(Data listing)
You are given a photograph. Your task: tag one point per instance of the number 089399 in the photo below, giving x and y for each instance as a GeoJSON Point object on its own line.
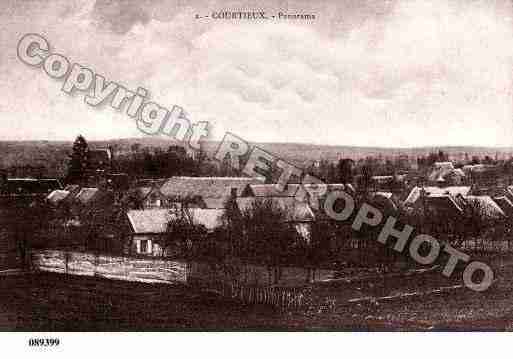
{"type": "Point", "coordinates": [44, 342]}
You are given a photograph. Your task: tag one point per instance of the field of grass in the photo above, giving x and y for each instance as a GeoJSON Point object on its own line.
{"type": "Point", "coordinates": [54, 302]}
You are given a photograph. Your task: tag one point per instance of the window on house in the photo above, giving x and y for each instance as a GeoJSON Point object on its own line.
{"type": "Point", "coordinates": [144, 246]}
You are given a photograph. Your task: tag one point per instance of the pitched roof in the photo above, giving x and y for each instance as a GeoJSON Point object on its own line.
{"type": "Point", "coordinates": [291, 190]}
{"type": "Point", "coordinates": [505, 204]}
{"type": "Point", "coordinates": [443, 204]}
{"type": "Point", "coordinates": [486, 207]}
{"type": "Point", "coordinates": [216, 187]}
{"type": "Point", "coordinates": [271, 190]}
{"type": "Point", "coordinates": [295, 211]}
{"type": "Point", "coordinates": [87, 195]}
{"type": "Point", "coordinates": [210, 218]}
{"type": "Point", "coordinates": [445, 164]}
{"type": "Point", "coordinates": [414, 195]}
{"type": "Point", "coordinates": [214, 203]}
{"type": "Point", "coordinates": [385, 200]}
{"type": "Point", "coordinates": [442, 172]}
{"type": "Point", "coordinates": [55, 197]}
{"type": "Point", "coordinates": [150, 220]}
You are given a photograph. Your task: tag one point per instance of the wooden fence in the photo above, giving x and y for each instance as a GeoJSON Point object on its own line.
{"type": "Point", "coordinates": [251, 284]}
{"type": "Point", "coordinates": [111, 267]}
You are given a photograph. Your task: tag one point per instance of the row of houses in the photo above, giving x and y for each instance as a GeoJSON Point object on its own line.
{"type": "Point", "coordinates": [151, 204]}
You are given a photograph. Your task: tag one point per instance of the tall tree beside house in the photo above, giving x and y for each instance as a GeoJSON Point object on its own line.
{"type": "Point", "coordinates": [78, 163]}
{"type": "Point", "coordinates": [345, 170]}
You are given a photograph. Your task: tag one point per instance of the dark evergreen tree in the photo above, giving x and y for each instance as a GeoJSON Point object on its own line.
{"type": "Point", "coordinates": [78, 164]}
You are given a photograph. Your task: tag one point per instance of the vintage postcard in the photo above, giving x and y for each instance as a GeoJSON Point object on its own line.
{"type": "Point", "coordinates": [271, 165]}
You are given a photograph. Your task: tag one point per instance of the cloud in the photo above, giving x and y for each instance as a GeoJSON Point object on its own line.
{"type": "Point", "coordinates": [396, 73]}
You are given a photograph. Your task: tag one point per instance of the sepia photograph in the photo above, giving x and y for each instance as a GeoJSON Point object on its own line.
{"type": "Point", "coordinates": [255, 166]}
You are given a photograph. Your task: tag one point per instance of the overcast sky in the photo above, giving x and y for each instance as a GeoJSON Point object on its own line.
{"type": "Point", "coordinates": [368, 73]}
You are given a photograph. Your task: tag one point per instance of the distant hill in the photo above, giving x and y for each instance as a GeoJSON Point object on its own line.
{"type": "Point", "coordinates": [53, 154]}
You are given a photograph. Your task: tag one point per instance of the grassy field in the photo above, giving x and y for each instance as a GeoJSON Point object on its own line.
{"type": "Point", "coordinates": [53, 302]}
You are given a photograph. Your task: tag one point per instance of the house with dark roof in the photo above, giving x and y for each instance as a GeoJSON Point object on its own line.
{"type": "Point", "coordinates": [204, 192]}
{"type": "Point", "coordinates": [298, 214]}
{"type": "Point", "coordinates": [147, 229]}
{"type": "Point", "coordinates": [313, 194]}
{"type": "Point", "coordinates": [505, 204]}
{"type": "Point", "coordinates": [414, 199]}
{"type": "Point", "coordinates": [444, 174]}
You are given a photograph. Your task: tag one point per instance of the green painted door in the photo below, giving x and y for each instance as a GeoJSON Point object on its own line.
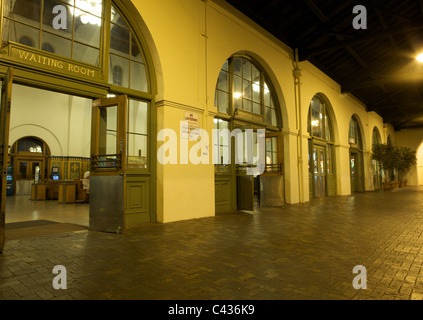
{"type": "Point", "coordinates": [319, 171]}
{"type": "Point", "coordinates": [6, 94]}
{"type": "Point", "coordinates": [353, 169]}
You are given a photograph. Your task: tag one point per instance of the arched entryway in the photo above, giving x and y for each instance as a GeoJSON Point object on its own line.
{"type": "Point", "coordinates": [376, 168]}
{"type": "Point", "coordinates": [247, 105]}
{"type": "Point", "coordinates": [59, 72]}
{"type": "Point", "coordinates": [321, 157]}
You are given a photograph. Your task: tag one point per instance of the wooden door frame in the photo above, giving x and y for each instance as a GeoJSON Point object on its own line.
{"type": "Point", "coordinates": [6, 96]}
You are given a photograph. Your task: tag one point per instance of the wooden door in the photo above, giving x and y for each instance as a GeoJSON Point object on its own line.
{"type": "Point", "coordinates": [354, 171]}
{"type": "Point", "coordinates": [6, 94]}
{"type": "Point", "coordinates": [319, 171]}
{"type": "Point", "coordinates": [108, 165]}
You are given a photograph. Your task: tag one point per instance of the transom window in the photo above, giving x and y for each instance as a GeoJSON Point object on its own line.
{"type": "Point", "coordinates": [78, 38]}
{"type": "Point", "coordinates": [242, 85]}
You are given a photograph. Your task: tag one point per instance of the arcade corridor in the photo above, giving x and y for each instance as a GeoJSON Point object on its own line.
{"type": "Point", "coordinates": [302, 251]}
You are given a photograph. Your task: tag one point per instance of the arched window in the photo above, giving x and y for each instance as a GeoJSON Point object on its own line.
{"type": "Point", "coordinates": [376, 138]}
{"type": "Point", "coordinates": [354, 137]}
{"type": "Point", "coordinates": [244, 88]}
{"type": "Point", "coordinates": [246, 101]}
{"type": "Point", "coordinates": [26, 41]}
{"type": "Point", "coordinates": [319, 124]}
{"type": "Point", "coordinates": [321, 149]}
{"type": "Point", "coordinates": [356, 156]}
{"type": "Point", "coordinates": [80, 36]}
{"type": "Point", "coordinates": [376, 168]}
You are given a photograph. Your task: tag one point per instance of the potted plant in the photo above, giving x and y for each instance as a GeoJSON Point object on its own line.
{"type": "Point", "coordinates": [406, 161]}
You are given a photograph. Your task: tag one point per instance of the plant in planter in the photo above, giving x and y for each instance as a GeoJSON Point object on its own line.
{"type": "Point", "coordinates": [406, 161]}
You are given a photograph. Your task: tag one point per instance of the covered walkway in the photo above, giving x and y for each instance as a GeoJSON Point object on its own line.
{"type": "Point", "coordinates": [305, 251]}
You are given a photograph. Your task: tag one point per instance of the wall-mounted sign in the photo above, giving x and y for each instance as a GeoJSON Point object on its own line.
{"type": "Point", "coordinates": [40, 59]}
{"type": "Point", "coordinates": [191, 121]}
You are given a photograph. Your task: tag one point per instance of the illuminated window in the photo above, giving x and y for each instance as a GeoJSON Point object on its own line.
{"type": "Point", "coordinates": [242, 85]}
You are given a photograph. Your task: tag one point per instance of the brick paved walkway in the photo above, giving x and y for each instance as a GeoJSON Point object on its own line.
{"type": "Point", "coordinates": [304, 251]}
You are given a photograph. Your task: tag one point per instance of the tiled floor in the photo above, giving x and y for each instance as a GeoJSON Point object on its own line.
{"type": "Point", "coordinates": [305, 251]}
{"type": "Point", "coordinates": [22, 208]}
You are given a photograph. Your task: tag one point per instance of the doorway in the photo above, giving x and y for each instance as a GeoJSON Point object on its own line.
{"type": "Point", "coordinates": [50, 137]}
{"type": "Point", "coordinates": [319, 172]}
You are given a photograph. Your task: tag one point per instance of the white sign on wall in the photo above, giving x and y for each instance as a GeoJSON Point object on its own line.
{"type": "Point", "coordinates": [191, 122]}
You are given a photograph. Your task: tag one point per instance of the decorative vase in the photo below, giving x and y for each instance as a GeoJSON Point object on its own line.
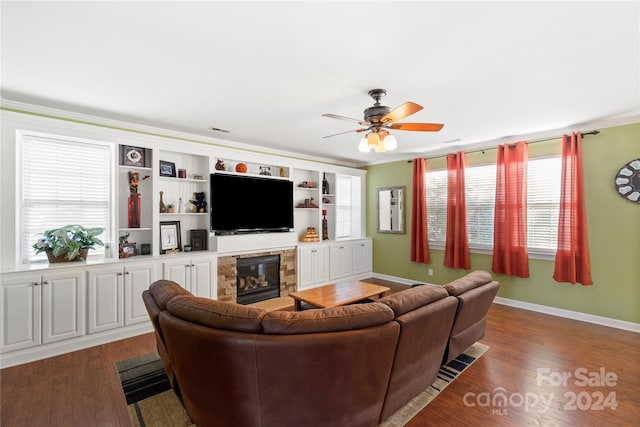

• AIM OF THE TASK:
Put every line of the listing, starting at the line that contains "of the illuminated" and ending at the end of the listing, into a numbered list, leaving out blank lines and pictures.

• COMPLETE ANSWER:
1. You are given a photograph. Your task: tag one point per instance of the illuminated window in the photo above, giving x and y for each instance as a GeoJSON Point object on its own line.
2. {"type": "Point", "coordinates": [242, 85]}
3. You are given a photograph. Your task: tag one point per instance of the brick paved walkway in the photo above, giving x and y for each instance as a GeoJSON Point object on its own line.
4. {"type": "Point", "coordinates": [304, 251]}
5. You are given a photograph. Your task: tag one point per instance of the tiled floor in the photo above, giving x and y for each instance as a GeoJSON Point object on its own line.
6. {"type": "Point", "coordinates": [305, 251]}
7. {"type": "Point", "coordinates": [22, 208]}
8. You are given a photograph. Your task: tag one point per instance of the doorway in the photo above, giving x and y for each instance as a GeoJSON Point object on its own line.
9. {"type": "Point", "coordinates": [50, 137]}
10. {"type": "Point", "coordinates": [319, 172]}
11. You are given a photograph. Your task: tag one point per instance of the white sign on wall in the photo above, giving x and y for each instance as a GeoJSON Point object on its own line.
12. {"type": "Point", "coordinates": [191, 122]}
13. You are given a photograph. Your task: tag one point per instance of the decorative vase in the photo below, giving x and y for each instance as a GeoJSON Point object on its own line.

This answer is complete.